#### [Task requirements]
Can you summarize the account of living with ataxia below in three sentences?

[[ Passage shown, beginning ]]

Hi, my name is Jonas. I'm 53 years old, and all in all, life ain't so bad. I have a great wife of 30 years, and together we raised 3 damn good kids,  one of which has made me a grandpa. We have what I consider to be a nice house, a dog,

a cat, and I'm still trying to make my first million. Sounds pretty normal doesn't it? It is, except I have a really stupid medical condition called "ATAXIA".

To put it plain and simple, part of my brain is deteriorating. That's right, it should be a cheesy black and white horror flick - "The Incredible Shrinking Brain". It has some similarities to Parkinson's and MS, but is a much rarer condition.

In the case of my family, we got hit pretty hard. It comes from my mother's side. Her mother, sister, and brother along with a nephew are/were affected in Germany.

My mother, myself, my brother, my sister, my daughter, 2 nephews, and maybe more are all the chosen ones in this country. It is estimated that some 150,000 people here may have some form of it. That is still a very small number in comparison.

I was athletic in high school (soccer, track, ice and roller skating), and also played bass in a rock band for the better part of 25 years.

I worked construction, some truck driving, was a Greyhound bus driver for a while, and eventually became a self-employed painter/decorator. Because ataxia is progressive, things were always changing. I am now on permanent disability, and have been for 10 years.

I sometimes use a walking stick, which will change to a walker, which will eventually be a wheelchair.

I'm really not complaining, just stating the facts. It is what it is, and these are the cards I was dealt. I think I played the best hand that I could.

Even if it doesn't happen in my time, I think that with effort, support, and research, this will someday go away.

Attitudes need to change, politicians need to get real, and more effort and dedication need to be focused on not only ataxia, but other devastating conditions as well.

I ask everyone to just take a moment, look around, and appreciate what you have. I know it sounds corny, but it's true. You never know what tomorrow will bring.

Please consider attending our fundraiser, or making some type of contribution. Help make the future better than the past.



"In my dreams, I don't have ataxia.
Someday that will be a reality"!


About 12 years ago, after I finally found out what was wrong with me, I started looking around for others in my situation. I found the National Ataxia Foundation, and found the nearest support group to be 150 miles away in Fort Wayne, IN.

[[ Passage shown, end ]]
[[ Excerpted data, beginning ]]

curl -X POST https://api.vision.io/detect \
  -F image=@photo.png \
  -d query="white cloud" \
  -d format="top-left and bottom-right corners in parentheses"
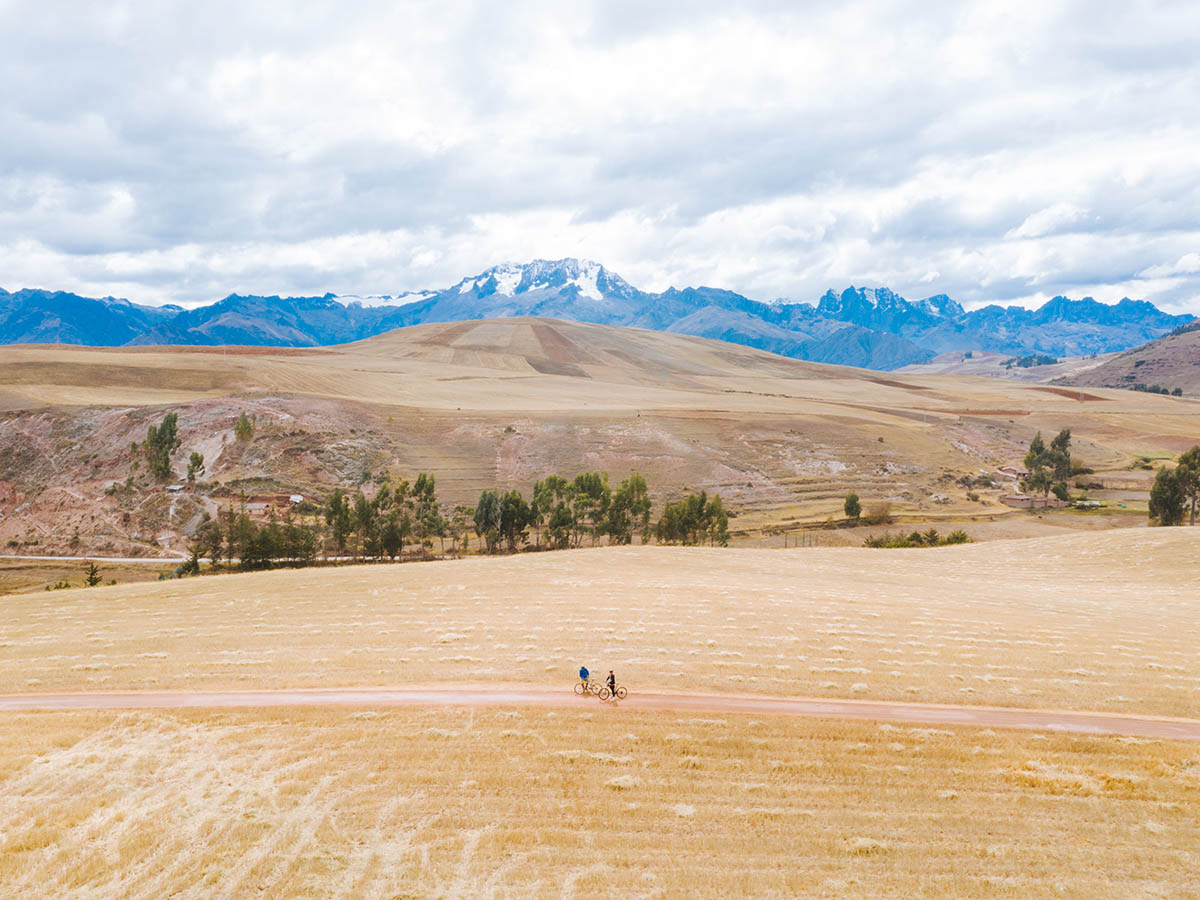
top-left (0, 0), bottom-right (1200, 312)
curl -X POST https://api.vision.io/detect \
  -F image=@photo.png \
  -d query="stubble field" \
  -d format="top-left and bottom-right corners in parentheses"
top-left (0, 700), bottom-right (1200, 900)
top-left (0, 528), bottom-right (1200, 716)
top-left (0, 528), bottom-right (1200, 900)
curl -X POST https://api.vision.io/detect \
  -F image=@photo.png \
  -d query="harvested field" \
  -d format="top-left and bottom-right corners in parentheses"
top-left (0, 528), bottom-right (1200, 716)
top-left (0, 708), bottom-right (1200, 900)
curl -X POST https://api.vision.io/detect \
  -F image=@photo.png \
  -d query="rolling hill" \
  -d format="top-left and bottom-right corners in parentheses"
top-left (0, 317), bottom-right (1200, 556)
top-left (1063, 323), bottom-right (1200, 396)
top-left (0, 259), bottom-right (1192, 370)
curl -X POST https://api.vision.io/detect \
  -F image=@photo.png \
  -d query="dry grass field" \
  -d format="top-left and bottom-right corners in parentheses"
top-left (0, 528), bottom-right (1200, 716)
top-left (0, 528), bottom-right (1200, 900)
top-left (0, 700), bottom-right (1200, 900)
top-left (0, 557), bottom-right (178, 596)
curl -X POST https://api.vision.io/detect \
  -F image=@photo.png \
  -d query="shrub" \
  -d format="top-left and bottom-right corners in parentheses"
top-left (863, 500), bottom-right (892, 524)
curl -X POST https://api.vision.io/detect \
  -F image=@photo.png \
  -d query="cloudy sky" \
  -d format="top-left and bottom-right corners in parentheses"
top-left (0, 0), bottom-right (1200, 313)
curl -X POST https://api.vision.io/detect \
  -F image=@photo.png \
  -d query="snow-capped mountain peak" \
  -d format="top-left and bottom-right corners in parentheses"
top-left (334, 296), bottom-right (437, 307)
top-left (455, 257), bottom-right (636, 301)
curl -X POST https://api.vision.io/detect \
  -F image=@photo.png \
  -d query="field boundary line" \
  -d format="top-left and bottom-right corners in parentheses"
top-left (0, 684), bottom-right (1200, 742)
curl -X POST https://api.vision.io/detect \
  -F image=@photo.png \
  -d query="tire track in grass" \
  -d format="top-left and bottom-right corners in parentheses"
top-left (0, 685), bottom-right (1200, 742)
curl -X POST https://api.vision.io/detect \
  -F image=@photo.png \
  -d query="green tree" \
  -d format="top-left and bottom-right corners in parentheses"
top-left (354, 491), bottom-right (383, 559)
top-left (233, 413), bottom-right (254, 443)
top-left (654, 491), bottom-right (730, 547)
top-left (704, 493), bottom-right (730, 547)
top-left (1175, 444), bottom-right (1200, 526)
top-left (1150, 466), bottom-right (1187, 526)
top-left (500, 490), bottom-right (532, 553)
top-left (571, 472), bottom-right (612, 546)
top-left (196, 517), bottom-right (224, 568)
top-left (474, 491), bottom-right (500, 553)
top-left (226, 512), bottom-right (257, 565)
top-left (187, 450), bottom-right (204, 484)
top-left (450, 505), bottom-right (475, 552)
top-left (1045, 428), bottom-right (1070, 487)
top-left (142, 413), bottom-right (180, 481)
top-left (1025, 428), bottom-right (1072, 500)
top-left (605, 472), bottom-right (650, 544)
top-left (379, 508), bottom-right (413, 560)
top-left (412, 472), bottom-right (446, 551)
top-left (529, 475), bottom-right (576, 550)
top-left (325, 487), bottom-right (354, 557)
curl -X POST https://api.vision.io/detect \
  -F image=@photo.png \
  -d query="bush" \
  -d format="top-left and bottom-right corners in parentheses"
top-left (863, 500), bottom-right (892, 524)
top-left (863, 528), bottom-right (971, 550)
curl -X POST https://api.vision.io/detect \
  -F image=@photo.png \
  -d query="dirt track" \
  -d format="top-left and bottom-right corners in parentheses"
top-left (0, 686), bottom-right (1200, 740)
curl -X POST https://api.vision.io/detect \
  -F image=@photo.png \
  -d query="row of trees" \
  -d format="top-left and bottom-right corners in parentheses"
top-left (1150, 444), bottom-right (1200, 526)
top-left (863, 528), bottom-right (971, 548)
top-left (130, 413), bottom-right (254, 482)
top-left (179, 472), bottom-right (728, 575)
top-left (472, 472), bottom-right (650, 553)
top-left (1025, 428), bottom-right (1072, 500)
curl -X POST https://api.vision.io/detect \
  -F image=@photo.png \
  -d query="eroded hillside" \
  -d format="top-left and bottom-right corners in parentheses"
top-left (0, 319), bottom-right (1200, 556)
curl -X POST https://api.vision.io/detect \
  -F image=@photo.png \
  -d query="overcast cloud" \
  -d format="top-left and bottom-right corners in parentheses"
top-left (0, 0), bottom-right (1200, 313)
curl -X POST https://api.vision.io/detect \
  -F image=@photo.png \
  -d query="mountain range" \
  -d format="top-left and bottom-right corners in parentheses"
top-left (0, 259), bottom-right (1194, 370)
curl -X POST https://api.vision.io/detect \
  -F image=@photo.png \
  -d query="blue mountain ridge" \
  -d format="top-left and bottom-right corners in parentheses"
top-left (0, 259), bottom-right (1195, 370)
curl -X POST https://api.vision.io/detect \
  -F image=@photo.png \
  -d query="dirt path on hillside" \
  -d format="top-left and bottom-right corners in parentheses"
top-left (0, 685), bottom-right (1200, 742)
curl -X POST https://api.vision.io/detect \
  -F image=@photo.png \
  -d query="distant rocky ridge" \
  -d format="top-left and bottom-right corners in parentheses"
top-left (0, 259), bottom-right (1194, 370)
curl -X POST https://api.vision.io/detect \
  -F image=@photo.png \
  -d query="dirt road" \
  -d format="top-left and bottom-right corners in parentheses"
top-left (0, 685), bottom-right (1200, 742)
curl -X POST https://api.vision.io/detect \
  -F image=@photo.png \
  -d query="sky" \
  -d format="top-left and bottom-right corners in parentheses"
top-left (0, 0), bottom-right (1200, 313)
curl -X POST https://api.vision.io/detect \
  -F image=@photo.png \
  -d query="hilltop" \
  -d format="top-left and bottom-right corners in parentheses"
top-left (1063, 323), bottom-right (1200, 396)
top-left (0, 258), bottom-right (1192, 370)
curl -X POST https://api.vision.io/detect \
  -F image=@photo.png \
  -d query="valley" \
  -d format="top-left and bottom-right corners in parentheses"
top-left (0, 318), bottom-right (1200, 558)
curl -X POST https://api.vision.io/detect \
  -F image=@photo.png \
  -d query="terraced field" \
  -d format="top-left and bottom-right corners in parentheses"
top-left (0, 319), bottom-right (1200, 557)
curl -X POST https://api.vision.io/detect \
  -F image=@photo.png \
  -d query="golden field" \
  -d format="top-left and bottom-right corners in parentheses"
top-left (0, 528), bottom-right (1200, 900)
top-left (0, 700), bottom-right (1200, 900)
top-left (0, 528), bottom-right (1200, 716)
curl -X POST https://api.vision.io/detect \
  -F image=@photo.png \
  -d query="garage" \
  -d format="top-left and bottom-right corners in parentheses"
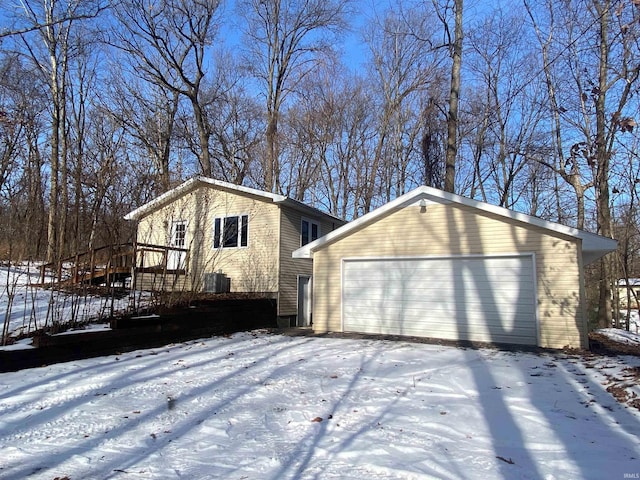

[[ Excerpted data, end ]]

#### [Written answer]
Jonas, 53, has a wife of 30 years, three children and a grandchild, and he has ataxia, a rare condition in which part of his brain is deteriorating and which runs through his mother's side of the family. He was once athletic and worked in construction, as a driver and as a painter/decorator, but because ataxia is progressive he has been on permanent disability for 10 years and expects to move from a walking stick to a walker to a wheelchair. He believes effort, support and research will someday make the condition go away, and he asks readers to appreciate what they have and to attend the fundraiser or contribute.